(GOAL OF THE EXERCISE): Each entry is to be given again word for word; images are dropped.

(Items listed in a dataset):
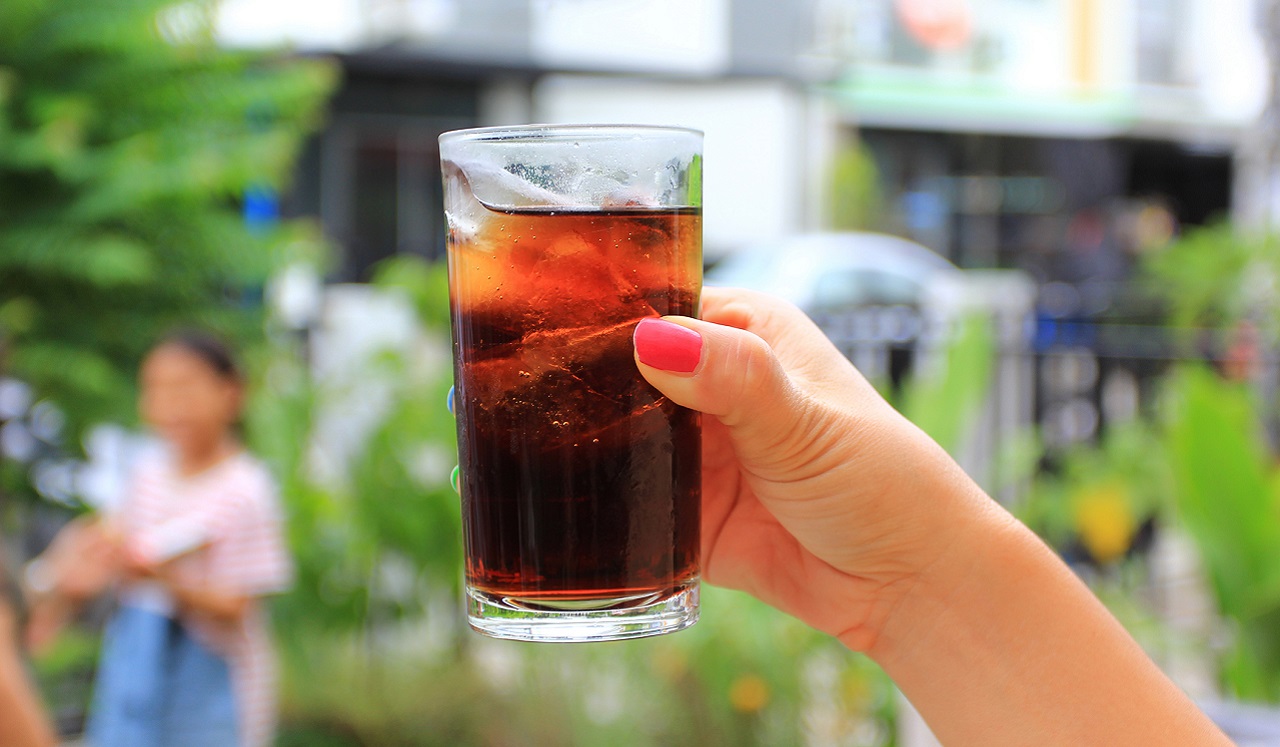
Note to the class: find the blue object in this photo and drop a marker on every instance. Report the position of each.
(159, 687)
(261, 207)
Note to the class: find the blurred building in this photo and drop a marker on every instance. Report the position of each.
(1005, 132)
(1016, 132)
(741, 70)
(1060, 137)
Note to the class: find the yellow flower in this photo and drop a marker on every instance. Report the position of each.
(1105, 522)
(749, 693)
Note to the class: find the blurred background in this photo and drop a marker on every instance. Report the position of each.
(1045, 228)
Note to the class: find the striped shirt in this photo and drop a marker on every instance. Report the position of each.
(223, 531)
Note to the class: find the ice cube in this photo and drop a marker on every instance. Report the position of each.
(498, 188)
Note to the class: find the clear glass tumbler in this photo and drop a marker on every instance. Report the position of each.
(580, 482)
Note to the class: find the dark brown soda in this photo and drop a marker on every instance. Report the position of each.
(580, 480)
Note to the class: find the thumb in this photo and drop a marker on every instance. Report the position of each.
(722, 371)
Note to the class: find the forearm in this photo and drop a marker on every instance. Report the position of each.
(22, 719)
(1000, 644)
(220, 605)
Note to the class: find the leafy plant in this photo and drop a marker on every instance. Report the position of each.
(127, 138)
(1228, 495)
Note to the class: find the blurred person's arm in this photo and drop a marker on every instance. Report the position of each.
(220, 606)
(78, 566)
(22, 718)
(822, 500)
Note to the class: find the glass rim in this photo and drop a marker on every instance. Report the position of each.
(528, 133)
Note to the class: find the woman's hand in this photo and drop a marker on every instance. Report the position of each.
(822, 500)
(81, 563)
(817, 495)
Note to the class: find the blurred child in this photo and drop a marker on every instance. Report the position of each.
(186, 659)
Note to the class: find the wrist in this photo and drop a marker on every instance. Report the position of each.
(946, 596)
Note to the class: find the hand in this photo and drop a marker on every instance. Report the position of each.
(83, 559)
(818, 498)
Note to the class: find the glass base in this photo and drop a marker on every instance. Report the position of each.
(580, 621)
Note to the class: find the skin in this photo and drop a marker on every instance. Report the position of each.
(823, 502)
(22, 719)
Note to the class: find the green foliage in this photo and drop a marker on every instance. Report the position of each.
(942, 402)
(744, 676)
(856, 200)
(126, 140)
(1214, 275)
(1229, 499)
(370, 664)
(1128, 464)
(425, 284)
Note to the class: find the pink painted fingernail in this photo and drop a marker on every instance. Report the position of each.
(667, 345)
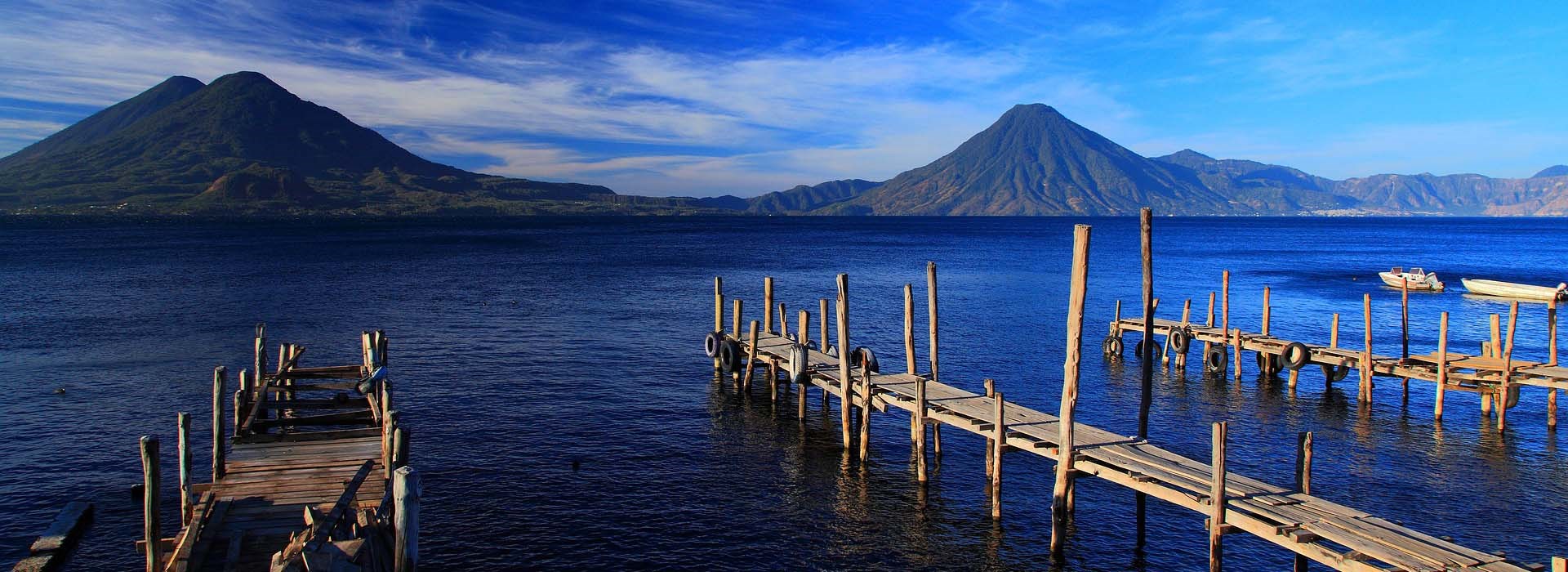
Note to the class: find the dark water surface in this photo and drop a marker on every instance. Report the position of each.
(519, 346)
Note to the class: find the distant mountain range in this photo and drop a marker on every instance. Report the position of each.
(245, 145)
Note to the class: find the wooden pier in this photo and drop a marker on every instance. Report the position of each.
(1291, 517)
(313, 476)
(1496, 373)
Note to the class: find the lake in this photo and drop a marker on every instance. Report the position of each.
(521, 346)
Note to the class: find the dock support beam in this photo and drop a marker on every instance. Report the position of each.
(184, 449)
(1070, 377)
(1217, 498)
(149, 502)
(1365, 394)
(1443, 365)
(405, 515)
(218, 373)
(1147, 389)
(1303, 478)
(998, 445)
(845, 394)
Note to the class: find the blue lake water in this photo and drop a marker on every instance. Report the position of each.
(524, 345)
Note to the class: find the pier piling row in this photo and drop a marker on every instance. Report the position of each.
(313, 476)
(1494, 372)
(1312, 527)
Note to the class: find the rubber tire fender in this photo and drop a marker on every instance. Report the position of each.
(729, 360)
(1214, 361)
(866, 358)
(1295, 356)
(1181, 341)
(799, 364)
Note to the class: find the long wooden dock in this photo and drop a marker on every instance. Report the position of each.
(1496, 373)
(1291, 517)
(313, 476)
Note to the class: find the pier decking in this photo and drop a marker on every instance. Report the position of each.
(303, 483)
(1314, 529)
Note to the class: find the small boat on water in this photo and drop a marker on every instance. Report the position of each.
(1515, 290)
(1414, 279)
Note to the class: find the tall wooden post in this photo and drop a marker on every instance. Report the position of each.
(998, 445)
(751, 358)
(1303, 478)
(932, 322)
(783, 320)
(184, 449)
(388, 427)
(1333, 333)
(218, 373)
(845, 394)
(1508, 370)
(1551, 333)
(405, 515)
(1365, 395)
(990, 444)
(767, 305)
(1147, 391)
(1070, 377)
(822, 324)
(1443, 365)
(734, 320)
(1404, 322)
(1217, 498)
(151, 530)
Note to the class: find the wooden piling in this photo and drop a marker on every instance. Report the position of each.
(1303, 478)
(151, 519)
(1070, 378)
(822, 326)
(405, 515)
(990, 445)
(932, 322)
(845, 397)
(767, 305)
(734, 320)
(1551, 333)
(1217, 498)
(1443, 365)
(998, 445)
(751, 358)
(1365, 394)
(184, 449)
(1404, 324)
(783, 320)
(1508, 370)
(218, 373)
(1333, 333)
(1147, 389)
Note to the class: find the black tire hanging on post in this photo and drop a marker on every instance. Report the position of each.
(1181, 341)
(1269, 365)
(799, 364)
(864, 358)
(729, 356)
(1215, 358)
(1295, 356)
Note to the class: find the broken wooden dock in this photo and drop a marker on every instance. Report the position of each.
(1291, 517)
(1496, 373)
(313, 476)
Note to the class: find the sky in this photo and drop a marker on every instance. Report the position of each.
(697, 97)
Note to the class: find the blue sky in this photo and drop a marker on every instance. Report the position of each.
(703, 97)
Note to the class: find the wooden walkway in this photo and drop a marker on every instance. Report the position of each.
(303, 481)
(1329, 534)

(TASK ANSWER):
Note to the class: find the blue object in this photo and drop a marker on every instance. Report the position of each.
(159, 687)
(261, 207)
Note to the class: find the blurred building in this photo and drop a marker on every instance. Report the position of each.
(1005, 132)
(1016, 132)
(741, 70)
(1060, 137)
Note to the class: find the yellow flower in this photo and drop a marker on every instance. Report the position of each.
(1105, 522)
(749, 693)
Note to the class: find the blurred background in this photo and drop a marker on every instance. Report the position of each.
(1045, 228)
Note to the class: find the striped shirt in this photo and drop a marker on every instance. Report the position of each.
(223, 531)
Note to the class: find the ice cube in this photo and drop a marker on every instance. Report the position of each.
(498, 188)
Note to the class: find the clear glass tumbler in this photo and drop a marker on every instance. Report the position of each.
(580, 482)
Note to the class: find the dark brown soda in this photo and drop a marker on every instance. Report the position of each.
(580, 480)
Note to the class: find the thumb in this photo and drop a marker on every instance. Report the position of each.
(722, 371)
Note to the class: find the forearm in this photo and drop a marker on every instance. Report the position of each.
(22, 719)
(1000, 644)
(220, 605)
Note to the class: find the leafy plant in this photo and drop a marker on every instance. Report the position of each.
(127, 138)
(1228, 495)
Note to the class: find the blurred person's arm in this photo and drop a marker on every instance. Report the position of each.
(220, 606)
(78, 566)
(22, 718)
(822, 500)
Note to the class: find the glass rim in this photo and drop a marker on every instance. Report the position of each.
(528, 133)
Note to the class: find the woman's hand in this photo and drop a marker on every instance. Report the position of each.
(822, 500)
(81, 563)
(817, 495)
Note to the class: find the blurred child in this photo and drop a marker on every instance. Report the position of each.
(186, 659)
Note to the class: find the wrist in this photo and drop a marker on every instance. Report the position of each.
(946, 596)
Note to the class: find the hand in this photo and drop a marker on every instance. Report the position of each.
(83, 559)
(818, 498)
Note to the class: find the glass base in this photo and drop a marker on every instance. Report the position of each.
(580, 621)
Note to the class: find the skin in this photo and drop a marker on every instance. Report the position of each.
(823, 502)
(22, 719)
Note to the class: find the green foliage in this photo and drop a marker on every instance. Report the position of each.
(942, 402)
(744, 676)
(856, 200)
(126, 140)
(1214, 275)
(1229, 499)
(370, 664)
(1128, 464)
(425, 284)
Note to the class: find the pink painted fingernail in this photo and drop a marker on every instance. Report the position of each.
(667, 345)
Note to the class: find the dark water surface in this photo and drop a marker on every instance. Report the position of each.
(519, 346)
Note to the class: find the distant mountain range in this photo and drop a marker on every instance. Report the position of each.
(245, 145)
Note to the class: find the wooden pier in this photo and drop a marker on every instance. Report the position of each.
(1291, 517)
(313, 476)
(1496, 373)
Note to the class: find the lake in this photo and drop a marker on every instance. Report the position of each.
(521, 346)
Note to the class: find the dock support beam in this photo and drop a marker on every instance. Report the position of each.
(184, 449)
(1070, 377)
(1217, 498)
(149, 502)
(1365, 394)
(1443, 365)
(405, 515)
(218, 373)
(1147, 389)
(1303, 478)
(998, 445)
(845, 394)
Note to the class: find the blue lake water in this photo and drop a marker on every instance. Report the position of each.
(524, 345)
Note to the class: find the pier piling row in this photo and drop a marker on every instance. Report the position of each.
(313, 476)
(1494, 372)
(1312, 527)
Note to the class: find the rubber tire fender in this photo and drop a marker on every instance. Report the position of each.
(729, 360)
(1214, 361)
(866, 358)
(1295, 356)
(1181, 341)
(799, 364)
Note to the class: find the long wooden dock in this photo and drop a marker on every instance. Report the position of each.
(1496, 373)
(1291, 517)
(313, 476)
Note to the class: find the pier decking in this photo and drop a marker on every instance. Report the position of each.
(303, 483)
(1314, 529)
Note to the class: find the small boat on water in this photo and drop a marker on every instance. Report the position of each.
(1515, 290)
(1414, 279)
Note to the class: find the tall wooden post in this photo and drop a marker on every instance. Report the position of each.
(998, 445)
(751, 358)
(1303, 478)
(932, 322)
(783, 320)
(184, 449)
(388, 427)
(1333, 333)
(218, 373)
(845, 394)
(1508, 370)
(1551, 333)
(405, 515)
(1365, 395)
(990, 444)
(767, 305)
(1147, 391)
(1070, 377)
(822, 324)
(1443, 365)
(734, 320)
(1404, 322)
(1217, 498)
(151, 530)
Note to the class: find the wooden piling in this photo and drop a marker on every instance. Report the position of each.
(1303, 478)
(151, 519)
(1070, 378)
(822, 326)
(405, 515)
(990, 445)
(932, 322)
(845, 397)
(767, 305)
(734, 320)
(1551, 333)
(1217, 498)
(1443, 365)
(998, 445)
(751, 358)
(1365, 394)
(184, 449)
(1404, 324)
(783, 320)
(1508, 370)
(218, 373)
(1333, 333)
(1147, 389)
Note to the class: find the black tire hanging on post in this photo and drop a marker on every instance. Report the position of each.
(1181, 341)
(1269, 365)
(799, 364)
(864, 358)
(729, 356)
(1215, 358)
(1295, 356)
Note to the class: find the broken wooden dock in this photo and drop a marker on every instance. Report the position of each.
(1291, 517)
(1496, 373)
(313, 476)
Note to the class: find the sky in this photo and drop a marker on every instance. Report the position of each.
(697, 97)
Note to the class: find the blue sky in this photo and drop a marker on every instance. Report the position of each.
(703, 97)
Note to the class: find the wooden walkway in this photo and drop a marker on every instance. Report the position of each.
(303, 481)
(1329, 534)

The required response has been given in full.